_EXERCISE PROMPT_
Reproduce the lines from the line with "Return one point per instance of the bare" up to and including the line with "x=331 y=154", with no changes.

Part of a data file
┌──
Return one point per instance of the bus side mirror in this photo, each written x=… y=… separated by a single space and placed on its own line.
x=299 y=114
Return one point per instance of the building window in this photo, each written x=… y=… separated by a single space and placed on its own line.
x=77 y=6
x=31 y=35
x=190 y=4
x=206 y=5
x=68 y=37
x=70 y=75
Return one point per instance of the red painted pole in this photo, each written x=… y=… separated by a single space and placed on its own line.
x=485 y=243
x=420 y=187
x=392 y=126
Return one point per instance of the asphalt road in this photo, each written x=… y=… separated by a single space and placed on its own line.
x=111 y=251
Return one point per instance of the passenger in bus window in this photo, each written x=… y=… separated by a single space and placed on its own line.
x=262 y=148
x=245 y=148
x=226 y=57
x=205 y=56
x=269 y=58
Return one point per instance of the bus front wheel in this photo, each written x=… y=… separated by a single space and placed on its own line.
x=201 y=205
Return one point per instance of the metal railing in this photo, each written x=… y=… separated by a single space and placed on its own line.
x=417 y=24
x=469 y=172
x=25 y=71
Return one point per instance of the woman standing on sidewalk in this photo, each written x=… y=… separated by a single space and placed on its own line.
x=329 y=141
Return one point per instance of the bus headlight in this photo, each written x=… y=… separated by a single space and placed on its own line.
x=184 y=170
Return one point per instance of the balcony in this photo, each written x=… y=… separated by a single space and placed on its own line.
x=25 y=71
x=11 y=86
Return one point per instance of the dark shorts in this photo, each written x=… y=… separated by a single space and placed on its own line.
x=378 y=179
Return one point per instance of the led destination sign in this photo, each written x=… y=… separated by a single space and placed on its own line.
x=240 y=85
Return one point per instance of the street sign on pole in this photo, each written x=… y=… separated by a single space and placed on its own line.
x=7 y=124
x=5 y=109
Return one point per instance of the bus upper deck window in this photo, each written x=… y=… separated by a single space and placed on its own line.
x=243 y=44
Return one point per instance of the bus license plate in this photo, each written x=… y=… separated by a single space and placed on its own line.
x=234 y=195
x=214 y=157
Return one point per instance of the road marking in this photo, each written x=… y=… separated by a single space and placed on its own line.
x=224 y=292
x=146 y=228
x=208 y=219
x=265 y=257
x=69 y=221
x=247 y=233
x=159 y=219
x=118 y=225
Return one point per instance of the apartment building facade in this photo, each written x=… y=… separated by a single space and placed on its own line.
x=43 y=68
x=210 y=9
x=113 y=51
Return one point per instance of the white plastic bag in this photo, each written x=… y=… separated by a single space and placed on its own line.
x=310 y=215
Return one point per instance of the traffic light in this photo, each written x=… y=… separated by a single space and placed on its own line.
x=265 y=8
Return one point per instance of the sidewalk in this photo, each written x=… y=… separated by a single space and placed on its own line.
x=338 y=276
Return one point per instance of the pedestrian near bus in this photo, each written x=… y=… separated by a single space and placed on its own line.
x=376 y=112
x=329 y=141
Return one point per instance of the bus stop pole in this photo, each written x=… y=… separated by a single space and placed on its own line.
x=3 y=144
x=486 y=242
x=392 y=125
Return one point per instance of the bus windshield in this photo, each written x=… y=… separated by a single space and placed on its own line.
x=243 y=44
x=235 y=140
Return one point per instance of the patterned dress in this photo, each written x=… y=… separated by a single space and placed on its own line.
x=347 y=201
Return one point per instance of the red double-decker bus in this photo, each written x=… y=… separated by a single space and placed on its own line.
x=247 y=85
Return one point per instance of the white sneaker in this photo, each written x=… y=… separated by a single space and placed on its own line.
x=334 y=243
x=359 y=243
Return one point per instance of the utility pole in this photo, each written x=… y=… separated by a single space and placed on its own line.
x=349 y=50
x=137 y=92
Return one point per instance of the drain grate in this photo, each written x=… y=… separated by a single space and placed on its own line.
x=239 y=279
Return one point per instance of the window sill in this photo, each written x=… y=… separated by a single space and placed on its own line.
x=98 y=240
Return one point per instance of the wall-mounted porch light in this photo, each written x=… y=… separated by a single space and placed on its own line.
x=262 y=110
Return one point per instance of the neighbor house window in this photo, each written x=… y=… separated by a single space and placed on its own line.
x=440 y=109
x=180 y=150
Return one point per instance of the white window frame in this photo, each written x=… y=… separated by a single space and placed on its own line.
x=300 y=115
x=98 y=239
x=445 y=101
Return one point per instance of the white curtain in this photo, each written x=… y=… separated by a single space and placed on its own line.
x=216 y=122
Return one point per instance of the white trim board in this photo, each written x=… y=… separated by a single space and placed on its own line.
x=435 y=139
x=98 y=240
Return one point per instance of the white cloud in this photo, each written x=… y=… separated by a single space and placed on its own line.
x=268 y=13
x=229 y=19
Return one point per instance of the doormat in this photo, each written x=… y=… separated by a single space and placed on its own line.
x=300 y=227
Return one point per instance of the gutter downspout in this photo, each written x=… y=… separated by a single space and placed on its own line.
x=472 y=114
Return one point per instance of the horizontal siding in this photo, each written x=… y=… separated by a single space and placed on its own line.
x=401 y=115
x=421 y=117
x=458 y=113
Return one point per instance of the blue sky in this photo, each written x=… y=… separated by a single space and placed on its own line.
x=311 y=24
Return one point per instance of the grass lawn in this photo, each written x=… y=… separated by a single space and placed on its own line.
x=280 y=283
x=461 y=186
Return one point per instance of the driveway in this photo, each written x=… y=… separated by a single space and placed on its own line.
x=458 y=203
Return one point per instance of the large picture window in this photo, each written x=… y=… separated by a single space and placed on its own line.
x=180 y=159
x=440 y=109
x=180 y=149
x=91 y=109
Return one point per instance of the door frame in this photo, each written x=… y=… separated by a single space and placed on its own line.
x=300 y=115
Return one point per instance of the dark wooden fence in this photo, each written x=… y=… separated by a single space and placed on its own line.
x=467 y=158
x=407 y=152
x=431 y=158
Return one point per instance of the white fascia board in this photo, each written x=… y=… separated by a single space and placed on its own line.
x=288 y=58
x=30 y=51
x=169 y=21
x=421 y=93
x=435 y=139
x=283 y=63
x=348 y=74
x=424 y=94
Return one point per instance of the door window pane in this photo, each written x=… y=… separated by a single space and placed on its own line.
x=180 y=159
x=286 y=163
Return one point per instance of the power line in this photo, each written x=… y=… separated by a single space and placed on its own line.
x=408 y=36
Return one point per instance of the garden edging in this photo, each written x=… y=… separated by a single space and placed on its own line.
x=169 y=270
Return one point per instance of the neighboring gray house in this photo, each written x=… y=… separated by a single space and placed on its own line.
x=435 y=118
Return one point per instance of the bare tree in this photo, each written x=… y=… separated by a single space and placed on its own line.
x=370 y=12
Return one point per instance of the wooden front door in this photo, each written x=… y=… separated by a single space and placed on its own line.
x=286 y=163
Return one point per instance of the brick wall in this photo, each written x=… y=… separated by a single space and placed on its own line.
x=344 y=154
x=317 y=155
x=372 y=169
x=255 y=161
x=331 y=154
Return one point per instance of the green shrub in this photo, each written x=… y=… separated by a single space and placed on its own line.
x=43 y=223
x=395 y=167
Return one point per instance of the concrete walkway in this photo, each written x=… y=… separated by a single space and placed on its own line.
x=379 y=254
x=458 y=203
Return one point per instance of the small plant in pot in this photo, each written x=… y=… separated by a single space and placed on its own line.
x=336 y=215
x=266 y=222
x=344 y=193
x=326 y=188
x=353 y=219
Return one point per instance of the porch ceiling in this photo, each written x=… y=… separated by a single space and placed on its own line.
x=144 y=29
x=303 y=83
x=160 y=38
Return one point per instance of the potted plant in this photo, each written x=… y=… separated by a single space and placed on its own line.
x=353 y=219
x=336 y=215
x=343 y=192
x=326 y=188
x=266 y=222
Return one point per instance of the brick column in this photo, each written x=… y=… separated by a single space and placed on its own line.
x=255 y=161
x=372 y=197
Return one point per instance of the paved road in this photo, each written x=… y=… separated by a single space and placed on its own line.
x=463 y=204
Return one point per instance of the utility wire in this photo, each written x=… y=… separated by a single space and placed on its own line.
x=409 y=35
└──
_EXPECTED OUTPUT_
Return one point per instance of the bare tree in this photo, each written x=… y=… separated by a single space and placed on its own line.
x=370 y=12
Return one point per instance of the wooden front door in this photo, each written x=… y=… separated by a single space and placed on its own line.
x=286 y=163
Return one point per instance of the brick wall in this photo, each written x=… y=… separated by a single space and placed on its own line.
x=344 y=154
x=317 y=155
x=372 y=169
x=255 y=161
x=331 y=154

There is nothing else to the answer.